**Segmento de texto**

┄┄┄┄┄┄┄┄┄┄┄┄┄┄┄┄┄┄┄┄

Pego do Inferno - Tavira

“Após o 25 de Abril, fomos varridos por uma onda de novo-riquismo e de europeísmo militante que deixou o campo entregue à sua sorte”

No interior de uma ruralidade profunda, observando com o seu poder crítico e de síntese, próprio de um jornalista, o viajante emite a sua bem formada opinião por milhares de quilómetros de experiência, in loco. Segundo o entrevistado, o estado de abandono de algumas localidades e o isolamento de outras, nomeadamente, de aldeias e lugares, é tão grave e extenso, que se pode “estabelecer uma linha no mapa do Algarve a Trás-os-Montes e calcorreá-la a pé sem encontrar, praticamente, uma alma viva”. Esse é o real estado da Nação. “O pior é que não existem nem estratégias, nem ideias, para o país que não contemplem mais betão. Seja para um novo aeroporto ou para mais auto-estradas, servirão, apenas, para esvaziar ainda mais o interior”.
Nesse sentido, Nuno Ferreira defende um lucro proveniente da natureza, das culturas regionais e do património histórico. “A Mãe-Natureza sustenta a permanência do homem neste planeta. Num futuro próximo, a nossa saúde dependerá também da conservação de um dos bens mais preciosos à face da terra, o património histórico e natural dos nossos antepassados geológicos”, salvaguarda.

┄┄┄┄┄┄┄┄┄┄┄┄┄┄┄┄┄┄┄┄

**Informação apresentada**
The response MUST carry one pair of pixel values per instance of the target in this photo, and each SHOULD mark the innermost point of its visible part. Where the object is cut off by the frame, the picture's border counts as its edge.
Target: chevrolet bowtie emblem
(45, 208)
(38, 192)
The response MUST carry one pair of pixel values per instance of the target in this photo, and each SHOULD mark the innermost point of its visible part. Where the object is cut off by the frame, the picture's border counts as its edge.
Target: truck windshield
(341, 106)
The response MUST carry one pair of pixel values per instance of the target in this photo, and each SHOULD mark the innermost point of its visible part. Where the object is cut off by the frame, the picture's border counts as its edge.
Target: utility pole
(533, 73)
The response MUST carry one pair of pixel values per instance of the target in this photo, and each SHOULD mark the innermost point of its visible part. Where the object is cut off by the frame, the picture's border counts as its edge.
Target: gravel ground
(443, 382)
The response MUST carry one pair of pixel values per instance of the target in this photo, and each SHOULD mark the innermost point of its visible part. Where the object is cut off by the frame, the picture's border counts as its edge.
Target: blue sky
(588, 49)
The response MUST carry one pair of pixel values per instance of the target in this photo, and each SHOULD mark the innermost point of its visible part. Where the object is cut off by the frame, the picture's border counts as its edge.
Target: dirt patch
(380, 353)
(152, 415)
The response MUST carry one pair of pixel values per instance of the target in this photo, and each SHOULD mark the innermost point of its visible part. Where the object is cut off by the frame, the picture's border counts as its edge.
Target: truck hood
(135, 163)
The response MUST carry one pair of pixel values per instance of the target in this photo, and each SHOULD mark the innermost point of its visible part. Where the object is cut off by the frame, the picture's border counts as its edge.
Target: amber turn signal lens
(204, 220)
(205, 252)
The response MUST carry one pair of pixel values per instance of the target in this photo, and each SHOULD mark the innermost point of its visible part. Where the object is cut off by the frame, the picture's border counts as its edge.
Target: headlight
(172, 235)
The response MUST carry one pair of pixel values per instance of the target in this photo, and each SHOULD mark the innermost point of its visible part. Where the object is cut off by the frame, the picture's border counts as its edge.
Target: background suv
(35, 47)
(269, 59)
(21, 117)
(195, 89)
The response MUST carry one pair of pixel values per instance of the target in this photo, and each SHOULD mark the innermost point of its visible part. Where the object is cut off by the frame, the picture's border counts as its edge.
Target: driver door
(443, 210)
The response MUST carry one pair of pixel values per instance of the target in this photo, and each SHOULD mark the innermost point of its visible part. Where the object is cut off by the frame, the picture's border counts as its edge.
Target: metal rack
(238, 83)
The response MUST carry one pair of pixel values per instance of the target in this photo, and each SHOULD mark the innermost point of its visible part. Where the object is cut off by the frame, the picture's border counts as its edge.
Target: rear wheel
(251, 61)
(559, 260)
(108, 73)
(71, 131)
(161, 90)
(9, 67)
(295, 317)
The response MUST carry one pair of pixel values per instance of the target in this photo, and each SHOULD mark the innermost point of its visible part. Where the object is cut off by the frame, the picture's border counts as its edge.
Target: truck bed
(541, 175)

┄┄┄┄┄┄┄┄┄┄┄┄┄┄┄┄┄┄┄┄

**Tarefa 1**
Responda com base no excerto sobre o abandono do interior:
(a) Entre que duas regiões se poderia traçar a linha no mapa referida pelo entrevistado?
(b) Que obras são dadas como exemplo de estratégias que só contemplam mais betão?
(c) De onde defende Nuno Ferreira que provenha o lucro?
**Tarefa 2**
Prossiga o excerto sobre o abandono do interior a partir da sua última frase.

**Resposta escrita 1**
(a) Do Algarve a Trás-os-Montes.
(b) Um novo aeroporto e mais auto-estradas.
(c) Da natureza, das culturas regionais e do património histórico.

**Resposta escrita 2**
“Desde a Costa Vicentina até ao Parque Natural de Montesinho, encontrei paisagens belíssimas por todo o Portugal, pois tive o privilégio de atravessar o Alentejo na Primavera, com papoilas a despontar em campos saturados de vermelho, de ver o Outono a tingir as folhas dos carvalhos em Manteigas, ou de chegar ao topo da Serra de Montemuro e ver o Douro de um lado, o mar do outro e a Serra da Estrela do lado oposto”, ilustra o repórter, quem tem vindo a efectuar o registo fotográfico de toda a expedição.
Esta alma de viajante, não distingue gentes, se uns são melhores ou piores que outros. Prefere, antes, considerar, por base, o povo português como sendo hospitaleiro. “Existem povoações e regiões, onde, por circunstâncias várias, as pessoas podem estar menos receptivas. Basta existir uma taxa de desemprego maior ou ter havido um ou dois assaltos recentemente, para que alguém de mochila às costas não seja tão bem recebido. Mas eu gosto de quebrar o gelo e de conviver com as populações, onde quer que seja. E é isso que eu tenho feito!”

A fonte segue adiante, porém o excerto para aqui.